▶ _What you should do_
In the foraging article, what do medical herbalists suggest sweetening elder flower tea with?

▶ _Source extract_

#####

Indulge old hunter-gatherer instincts this month

There is a little hunter-gatherer in us all. Before humankind settled down and started to make gardens in settlements we were nomadic hunter-gatherers. And June is really the start of the foraging-for-free-food season.

I tend to think that hay fever is the sophisticate’s response to being alienated from this most ancient of activities. One herbalist told me that if you looked out in the countryside you would probably find something to heal whatever ails you within twenty yards of your doorstep.

Elder Flower

Since most people go in for lawns these days you probably won’t prove her right if you live in the suburbs or exurbs. But if you can get out into the country in June, the flowering blossom of the elder may just help your hay fever!

Medical herbalists reckon that tea made from the elder flower, sweetened with some local honey, might just ease your hay fever symptoms. Elder is mildly antihistamine, while the pollen in local honey will help acclimatise your immune system so that it won’t be so irritated by pollen.

The blossoms are creamy umbrellas of tiny flowers and the scent is both sweet and slightly astringent. Wine makers prize the flower heads to make elderflower champagne. I use them to make a syrup that can be diluted with sparkling mineral water to make a refreshing soft drink.

The syrup (which includes some lemon juice) is also useful to add to gooseberry jam or jelly. The combination of elderflower with gooseberry is delightful.

June is also the time to start taking inventory of your preserving equipment. You can recycle jars for storing dried herbs like elderflower and meadowsweet for teas. But for making jams, jellies and pickles you really need to consider getting propercanning jars. You also need a really large preserving pan (or stockpot) and a selection of funnels to fit different sizes of jars or bottles.

While it is fashionable to eat ‘seasonally,’ if you don’t want to incur huge food miles it is well worth taking a leaf from our hunter-gatherer ancestors and storing for the winter months when in our cold northern climates there is a dearth of ‘seasonal’ food available. They are the real mentors for teaching us how to live a low impact lifestyle. So we need to make like the squirrels and get foraging and storing!

Editor’s Note: The information in this article is not professional medical advice. Lehman’s makes no claim to the above information. Consult with your physician or another professional healthcare provider before making decisions about natural therapies and/or remedies.

#####

▶ _Dataset content_
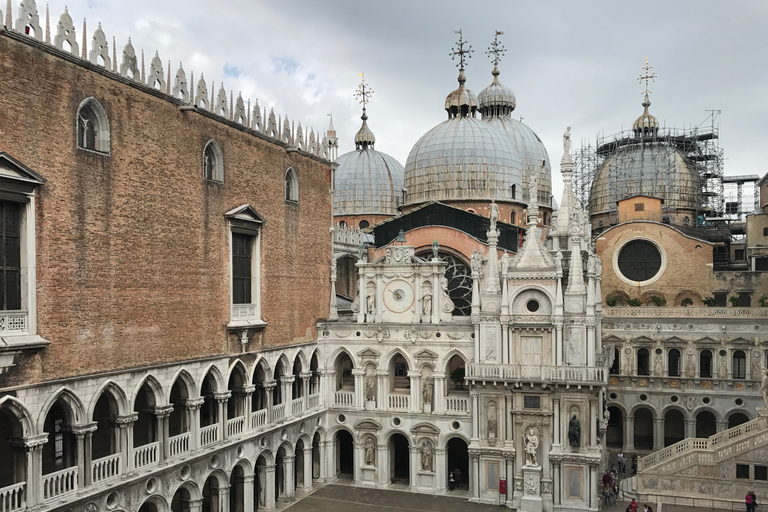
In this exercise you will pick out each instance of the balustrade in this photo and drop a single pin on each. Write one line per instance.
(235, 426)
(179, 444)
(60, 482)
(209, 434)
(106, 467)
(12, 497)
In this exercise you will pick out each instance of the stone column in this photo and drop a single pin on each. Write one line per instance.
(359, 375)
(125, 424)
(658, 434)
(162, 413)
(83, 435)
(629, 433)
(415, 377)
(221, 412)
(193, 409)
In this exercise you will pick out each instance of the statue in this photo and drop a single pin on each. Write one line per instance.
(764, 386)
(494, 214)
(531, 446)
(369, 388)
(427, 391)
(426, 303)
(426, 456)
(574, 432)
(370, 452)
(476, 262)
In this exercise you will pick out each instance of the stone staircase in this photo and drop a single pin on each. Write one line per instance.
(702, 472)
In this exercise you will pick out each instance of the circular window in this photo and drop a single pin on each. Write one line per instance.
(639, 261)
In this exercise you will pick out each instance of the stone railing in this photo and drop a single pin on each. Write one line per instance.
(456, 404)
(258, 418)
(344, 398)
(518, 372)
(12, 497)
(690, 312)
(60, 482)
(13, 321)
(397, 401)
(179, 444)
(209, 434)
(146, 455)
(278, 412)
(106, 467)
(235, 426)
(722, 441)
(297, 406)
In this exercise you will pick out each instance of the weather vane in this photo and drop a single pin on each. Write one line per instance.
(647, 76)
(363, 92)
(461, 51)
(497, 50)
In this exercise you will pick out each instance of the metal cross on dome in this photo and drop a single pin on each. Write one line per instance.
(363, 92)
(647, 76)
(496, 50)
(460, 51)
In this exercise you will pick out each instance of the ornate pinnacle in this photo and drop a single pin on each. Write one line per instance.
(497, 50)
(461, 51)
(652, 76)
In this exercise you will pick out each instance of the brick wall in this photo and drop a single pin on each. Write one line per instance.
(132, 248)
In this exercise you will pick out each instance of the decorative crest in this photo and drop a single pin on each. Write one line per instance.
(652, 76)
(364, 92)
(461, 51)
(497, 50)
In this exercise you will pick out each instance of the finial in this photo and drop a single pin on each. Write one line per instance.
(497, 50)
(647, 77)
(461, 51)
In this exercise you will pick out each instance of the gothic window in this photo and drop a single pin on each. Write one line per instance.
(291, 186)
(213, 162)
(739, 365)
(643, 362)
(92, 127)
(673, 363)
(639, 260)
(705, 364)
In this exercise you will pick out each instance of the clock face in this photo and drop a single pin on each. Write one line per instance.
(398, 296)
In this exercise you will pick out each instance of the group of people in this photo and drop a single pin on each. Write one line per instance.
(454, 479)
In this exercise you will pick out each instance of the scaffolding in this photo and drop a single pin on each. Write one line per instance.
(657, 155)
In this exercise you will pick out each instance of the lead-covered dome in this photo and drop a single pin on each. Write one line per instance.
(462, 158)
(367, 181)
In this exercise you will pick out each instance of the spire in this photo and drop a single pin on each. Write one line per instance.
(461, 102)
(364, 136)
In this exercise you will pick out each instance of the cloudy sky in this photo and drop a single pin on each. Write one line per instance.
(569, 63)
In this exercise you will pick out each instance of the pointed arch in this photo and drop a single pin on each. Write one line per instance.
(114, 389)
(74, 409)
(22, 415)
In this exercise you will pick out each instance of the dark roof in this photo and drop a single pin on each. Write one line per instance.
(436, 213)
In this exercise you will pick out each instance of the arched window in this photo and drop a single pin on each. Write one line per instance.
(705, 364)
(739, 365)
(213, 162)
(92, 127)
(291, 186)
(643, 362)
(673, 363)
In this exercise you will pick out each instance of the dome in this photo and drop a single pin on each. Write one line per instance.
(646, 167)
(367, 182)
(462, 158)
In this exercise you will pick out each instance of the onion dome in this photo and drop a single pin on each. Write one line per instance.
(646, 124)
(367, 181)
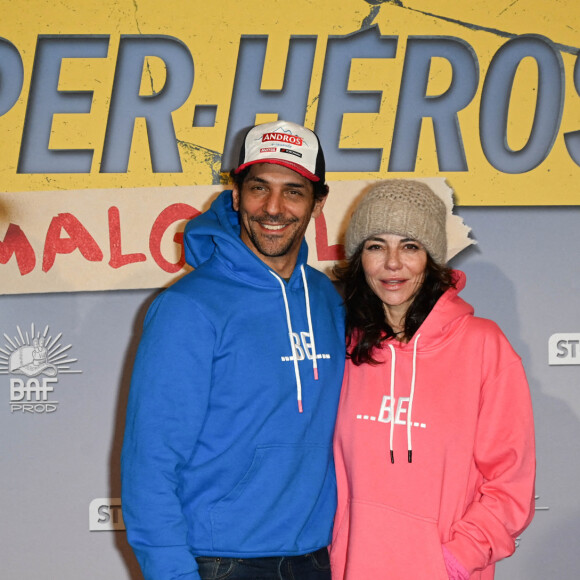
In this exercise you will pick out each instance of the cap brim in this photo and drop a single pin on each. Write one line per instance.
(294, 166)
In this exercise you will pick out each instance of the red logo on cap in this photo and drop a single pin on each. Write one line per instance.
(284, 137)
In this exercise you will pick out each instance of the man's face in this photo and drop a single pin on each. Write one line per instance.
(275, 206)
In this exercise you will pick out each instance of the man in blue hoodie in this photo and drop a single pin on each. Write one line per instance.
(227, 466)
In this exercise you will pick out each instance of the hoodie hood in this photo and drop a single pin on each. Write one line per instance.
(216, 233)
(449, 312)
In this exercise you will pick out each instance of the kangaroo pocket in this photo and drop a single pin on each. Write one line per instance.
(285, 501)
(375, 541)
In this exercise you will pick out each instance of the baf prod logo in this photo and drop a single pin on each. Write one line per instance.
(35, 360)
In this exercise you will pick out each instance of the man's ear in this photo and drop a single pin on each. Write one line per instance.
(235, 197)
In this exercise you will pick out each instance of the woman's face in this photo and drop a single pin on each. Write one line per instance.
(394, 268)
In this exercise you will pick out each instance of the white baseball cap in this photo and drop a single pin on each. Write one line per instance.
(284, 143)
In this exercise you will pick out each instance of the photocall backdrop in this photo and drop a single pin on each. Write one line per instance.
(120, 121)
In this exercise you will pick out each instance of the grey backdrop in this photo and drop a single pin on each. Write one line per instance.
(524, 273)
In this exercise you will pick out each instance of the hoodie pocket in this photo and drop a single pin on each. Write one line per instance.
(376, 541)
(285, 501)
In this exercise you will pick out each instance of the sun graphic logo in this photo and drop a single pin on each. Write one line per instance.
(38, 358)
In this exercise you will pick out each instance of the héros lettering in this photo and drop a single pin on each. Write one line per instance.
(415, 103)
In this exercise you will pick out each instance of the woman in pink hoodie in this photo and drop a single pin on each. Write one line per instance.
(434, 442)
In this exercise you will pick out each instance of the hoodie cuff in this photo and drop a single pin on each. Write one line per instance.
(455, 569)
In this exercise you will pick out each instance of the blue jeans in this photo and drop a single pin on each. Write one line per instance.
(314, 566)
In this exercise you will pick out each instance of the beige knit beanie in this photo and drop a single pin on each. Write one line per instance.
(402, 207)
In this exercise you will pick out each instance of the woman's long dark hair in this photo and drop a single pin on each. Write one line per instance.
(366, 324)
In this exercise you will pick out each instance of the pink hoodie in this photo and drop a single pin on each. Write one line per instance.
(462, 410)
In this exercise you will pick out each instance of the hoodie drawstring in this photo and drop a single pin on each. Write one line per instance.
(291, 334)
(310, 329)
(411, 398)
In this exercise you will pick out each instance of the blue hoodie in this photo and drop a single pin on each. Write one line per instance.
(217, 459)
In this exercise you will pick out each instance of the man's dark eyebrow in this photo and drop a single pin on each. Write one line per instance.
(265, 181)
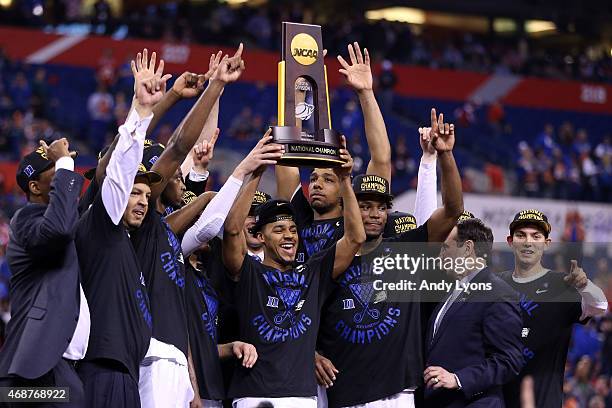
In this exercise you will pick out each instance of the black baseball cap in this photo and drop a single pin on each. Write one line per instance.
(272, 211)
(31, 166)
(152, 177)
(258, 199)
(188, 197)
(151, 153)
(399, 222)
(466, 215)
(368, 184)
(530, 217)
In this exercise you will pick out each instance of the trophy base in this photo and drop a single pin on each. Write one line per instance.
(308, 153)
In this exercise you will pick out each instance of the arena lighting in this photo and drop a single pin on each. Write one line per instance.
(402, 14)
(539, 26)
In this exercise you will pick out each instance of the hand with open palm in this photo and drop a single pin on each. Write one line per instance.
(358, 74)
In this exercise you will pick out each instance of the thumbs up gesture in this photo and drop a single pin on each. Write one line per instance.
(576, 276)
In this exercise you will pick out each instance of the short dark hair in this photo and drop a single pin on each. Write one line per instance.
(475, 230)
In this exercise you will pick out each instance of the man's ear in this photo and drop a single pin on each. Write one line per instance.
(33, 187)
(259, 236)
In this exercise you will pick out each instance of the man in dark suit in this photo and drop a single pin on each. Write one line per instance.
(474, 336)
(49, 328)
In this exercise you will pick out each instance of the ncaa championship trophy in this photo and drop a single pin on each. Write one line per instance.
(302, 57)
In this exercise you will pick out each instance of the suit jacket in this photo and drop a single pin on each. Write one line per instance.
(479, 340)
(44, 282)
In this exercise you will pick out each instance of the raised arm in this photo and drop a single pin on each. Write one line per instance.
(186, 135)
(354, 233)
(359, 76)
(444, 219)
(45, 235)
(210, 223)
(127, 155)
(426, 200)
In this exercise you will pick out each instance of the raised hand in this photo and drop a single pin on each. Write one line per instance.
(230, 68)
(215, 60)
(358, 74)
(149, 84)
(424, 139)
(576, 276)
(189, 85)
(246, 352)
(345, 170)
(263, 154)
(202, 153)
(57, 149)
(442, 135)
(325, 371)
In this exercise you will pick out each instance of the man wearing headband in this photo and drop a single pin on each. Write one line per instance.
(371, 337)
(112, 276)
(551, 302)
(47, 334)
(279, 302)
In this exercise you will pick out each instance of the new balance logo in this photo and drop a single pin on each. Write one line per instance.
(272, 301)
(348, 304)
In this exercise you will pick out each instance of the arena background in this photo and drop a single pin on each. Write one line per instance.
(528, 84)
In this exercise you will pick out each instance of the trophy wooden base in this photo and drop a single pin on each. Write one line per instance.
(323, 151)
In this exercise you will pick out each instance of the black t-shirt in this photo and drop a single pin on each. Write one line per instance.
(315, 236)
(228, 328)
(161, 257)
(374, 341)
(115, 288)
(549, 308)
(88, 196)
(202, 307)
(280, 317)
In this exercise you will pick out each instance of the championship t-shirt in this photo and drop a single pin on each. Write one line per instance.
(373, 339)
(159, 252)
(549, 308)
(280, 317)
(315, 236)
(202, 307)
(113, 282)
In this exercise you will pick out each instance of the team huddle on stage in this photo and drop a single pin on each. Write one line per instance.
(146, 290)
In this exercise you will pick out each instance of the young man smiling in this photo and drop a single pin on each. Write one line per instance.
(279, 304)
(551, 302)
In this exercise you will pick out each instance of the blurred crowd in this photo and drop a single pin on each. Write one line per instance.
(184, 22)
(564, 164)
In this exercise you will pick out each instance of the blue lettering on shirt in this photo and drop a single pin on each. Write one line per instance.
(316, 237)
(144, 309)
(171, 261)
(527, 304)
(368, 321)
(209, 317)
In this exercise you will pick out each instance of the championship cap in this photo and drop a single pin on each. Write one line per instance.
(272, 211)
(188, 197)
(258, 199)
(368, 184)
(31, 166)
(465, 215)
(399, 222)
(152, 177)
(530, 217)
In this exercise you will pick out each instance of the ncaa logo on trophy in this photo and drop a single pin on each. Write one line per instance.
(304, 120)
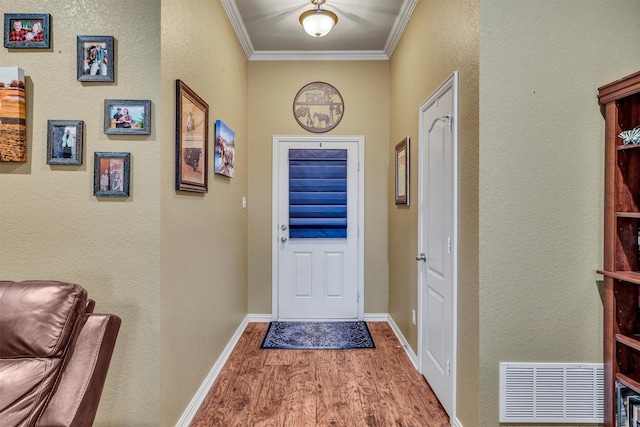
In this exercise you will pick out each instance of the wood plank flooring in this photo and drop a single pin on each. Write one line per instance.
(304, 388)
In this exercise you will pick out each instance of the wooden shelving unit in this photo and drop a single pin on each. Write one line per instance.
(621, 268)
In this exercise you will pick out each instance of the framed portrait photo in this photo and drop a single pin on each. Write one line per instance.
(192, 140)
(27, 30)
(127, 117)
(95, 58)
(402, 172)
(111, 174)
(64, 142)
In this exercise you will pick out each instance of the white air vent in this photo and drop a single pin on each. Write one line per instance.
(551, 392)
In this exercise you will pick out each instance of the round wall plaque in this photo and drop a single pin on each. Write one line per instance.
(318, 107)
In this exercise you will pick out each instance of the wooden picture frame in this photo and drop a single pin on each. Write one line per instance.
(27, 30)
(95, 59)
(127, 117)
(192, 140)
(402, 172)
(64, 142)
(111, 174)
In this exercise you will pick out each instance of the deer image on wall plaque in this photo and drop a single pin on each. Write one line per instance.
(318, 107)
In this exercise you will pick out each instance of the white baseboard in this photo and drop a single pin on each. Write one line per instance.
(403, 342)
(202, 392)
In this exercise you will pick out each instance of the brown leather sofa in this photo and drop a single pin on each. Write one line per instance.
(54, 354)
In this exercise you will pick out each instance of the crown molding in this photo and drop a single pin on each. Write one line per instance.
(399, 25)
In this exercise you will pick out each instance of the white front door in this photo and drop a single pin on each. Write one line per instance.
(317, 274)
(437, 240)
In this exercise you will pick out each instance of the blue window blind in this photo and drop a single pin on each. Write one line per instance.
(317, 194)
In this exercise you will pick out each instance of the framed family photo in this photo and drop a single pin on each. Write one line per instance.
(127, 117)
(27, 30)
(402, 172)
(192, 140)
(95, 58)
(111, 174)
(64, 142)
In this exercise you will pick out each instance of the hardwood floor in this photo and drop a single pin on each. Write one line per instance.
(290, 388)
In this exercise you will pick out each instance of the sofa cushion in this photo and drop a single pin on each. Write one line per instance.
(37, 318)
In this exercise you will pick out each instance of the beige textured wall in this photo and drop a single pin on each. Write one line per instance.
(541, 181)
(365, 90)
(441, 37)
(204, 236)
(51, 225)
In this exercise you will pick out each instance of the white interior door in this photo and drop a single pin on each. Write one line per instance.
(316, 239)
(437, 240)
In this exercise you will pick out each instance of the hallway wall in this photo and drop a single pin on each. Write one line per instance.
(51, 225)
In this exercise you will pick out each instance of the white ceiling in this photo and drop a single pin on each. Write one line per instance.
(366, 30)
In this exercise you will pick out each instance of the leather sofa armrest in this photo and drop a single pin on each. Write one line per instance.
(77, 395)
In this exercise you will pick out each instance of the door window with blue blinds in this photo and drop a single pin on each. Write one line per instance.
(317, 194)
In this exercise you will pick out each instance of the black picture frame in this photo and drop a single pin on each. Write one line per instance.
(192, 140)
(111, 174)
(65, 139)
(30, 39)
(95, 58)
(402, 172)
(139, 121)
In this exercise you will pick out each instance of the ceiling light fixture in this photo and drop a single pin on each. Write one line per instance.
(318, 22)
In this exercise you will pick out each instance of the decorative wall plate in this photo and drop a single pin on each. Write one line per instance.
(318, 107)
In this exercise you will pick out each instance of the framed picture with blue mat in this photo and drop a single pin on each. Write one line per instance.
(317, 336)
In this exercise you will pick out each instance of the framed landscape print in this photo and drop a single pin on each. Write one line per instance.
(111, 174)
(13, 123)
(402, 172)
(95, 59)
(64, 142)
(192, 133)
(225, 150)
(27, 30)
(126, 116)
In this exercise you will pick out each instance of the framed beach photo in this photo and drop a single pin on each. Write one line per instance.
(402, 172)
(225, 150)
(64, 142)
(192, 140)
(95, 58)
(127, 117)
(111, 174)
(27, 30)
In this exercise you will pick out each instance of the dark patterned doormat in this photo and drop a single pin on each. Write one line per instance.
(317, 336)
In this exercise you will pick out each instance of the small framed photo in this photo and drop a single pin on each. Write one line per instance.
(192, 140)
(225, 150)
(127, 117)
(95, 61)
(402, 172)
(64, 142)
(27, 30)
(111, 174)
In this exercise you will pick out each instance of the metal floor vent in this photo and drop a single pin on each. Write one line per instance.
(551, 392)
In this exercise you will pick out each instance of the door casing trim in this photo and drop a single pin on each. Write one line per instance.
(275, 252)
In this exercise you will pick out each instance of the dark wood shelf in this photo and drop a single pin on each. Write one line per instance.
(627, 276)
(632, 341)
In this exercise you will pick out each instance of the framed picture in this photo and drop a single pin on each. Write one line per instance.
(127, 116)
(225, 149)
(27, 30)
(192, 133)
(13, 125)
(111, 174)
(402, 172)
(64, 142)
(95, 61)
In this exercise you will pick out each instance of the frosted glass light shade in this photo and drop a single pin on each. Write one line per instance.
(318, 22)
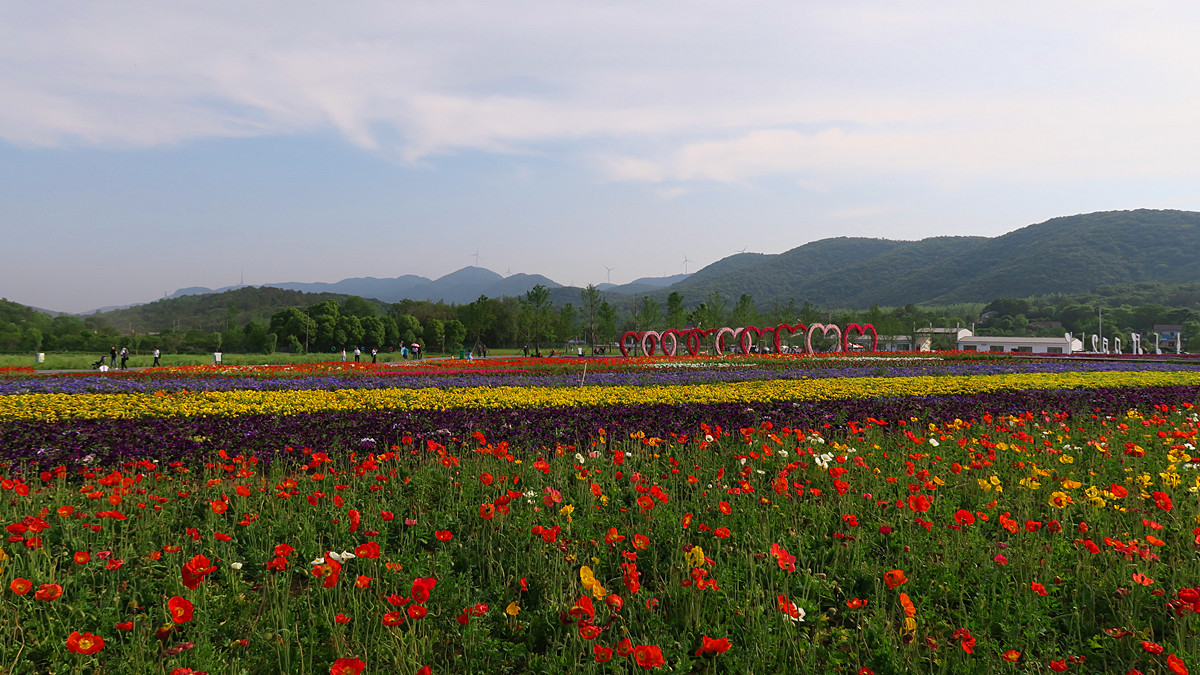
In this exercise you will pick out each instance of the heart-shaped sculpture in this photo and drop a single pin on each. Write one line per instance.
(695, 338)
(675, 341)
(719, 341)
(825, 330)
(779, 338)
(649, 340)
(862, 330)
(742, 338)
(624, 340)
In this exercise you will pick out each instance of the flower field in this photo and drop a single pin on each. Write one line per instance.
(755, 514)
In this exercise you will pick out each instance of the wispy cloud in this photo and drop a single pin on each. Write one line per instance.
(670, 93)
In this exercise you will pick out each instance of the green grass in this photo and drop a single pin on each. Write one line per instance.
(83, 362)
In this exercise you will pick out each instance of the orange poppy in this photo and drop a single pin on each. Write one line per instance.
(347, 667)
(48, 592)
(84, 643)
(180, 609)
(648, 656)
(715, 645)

#####

▶ _Expected answer_
Some local honey.